[Your task] Examine each line of the data. Copy those that contain the string "bumblebee".

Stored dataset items
-*-

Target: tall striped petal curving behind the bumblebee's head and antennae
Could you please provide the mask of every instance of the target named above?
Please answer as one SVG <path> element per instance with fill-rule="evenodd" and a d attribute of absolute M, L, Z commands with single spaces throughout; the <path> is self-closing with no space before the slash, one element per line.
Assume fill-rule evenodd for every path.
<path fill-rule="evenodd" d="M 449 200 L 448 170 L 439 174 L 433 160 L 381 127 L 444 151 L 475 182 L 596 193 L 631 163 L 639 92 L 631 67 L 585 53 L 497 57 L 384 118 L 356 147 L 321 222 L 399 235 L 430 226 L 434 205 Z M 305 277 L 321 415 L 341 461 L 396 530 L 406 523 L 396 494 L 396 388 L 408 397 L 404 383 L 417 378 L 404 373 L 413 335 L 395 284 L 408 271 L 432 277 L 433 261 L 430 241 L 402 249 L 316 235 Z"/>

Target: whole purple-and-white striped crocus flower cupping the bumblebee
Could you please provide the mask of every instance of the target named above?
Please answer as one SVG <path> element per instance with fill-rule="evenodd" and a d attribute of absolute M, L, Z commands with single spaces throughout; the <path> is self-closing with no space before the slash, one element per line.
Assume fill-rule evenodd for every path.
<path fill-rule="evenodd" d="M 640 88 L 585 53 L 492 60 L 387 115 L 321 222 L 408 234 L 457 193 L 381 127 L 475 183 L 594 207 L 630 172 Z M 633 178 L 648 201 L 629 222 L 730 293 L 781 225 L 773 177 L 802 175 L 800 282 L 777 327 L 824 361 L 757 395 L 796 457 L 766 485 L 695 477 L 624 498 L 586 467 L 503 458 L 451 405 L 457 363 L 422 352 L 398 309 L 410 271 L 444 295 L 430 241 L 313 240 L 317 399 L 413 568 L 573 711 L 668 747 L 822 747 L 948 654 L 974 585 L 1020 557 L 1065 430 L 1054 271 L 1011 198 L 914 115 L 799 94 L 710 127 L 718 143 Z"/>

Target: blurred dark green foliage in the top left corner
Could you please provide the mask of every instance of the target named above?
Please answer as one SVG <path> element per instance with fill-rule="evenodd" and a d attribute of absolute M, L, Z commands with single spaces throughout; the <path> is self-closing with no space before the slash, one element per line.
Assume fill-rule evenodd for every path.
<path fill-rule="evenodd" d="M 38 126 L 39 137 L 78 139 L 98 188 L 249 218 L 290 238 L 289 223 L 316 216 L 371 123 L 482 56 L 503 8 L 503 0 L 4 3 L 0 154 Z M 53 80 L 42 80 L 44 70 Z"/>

-*-

[Solution to this problem]
Target: tall striped petal curving behind the bumblebee's head and antennae
Target: whole purple-and-white striped crocus flower cupping the bumblebee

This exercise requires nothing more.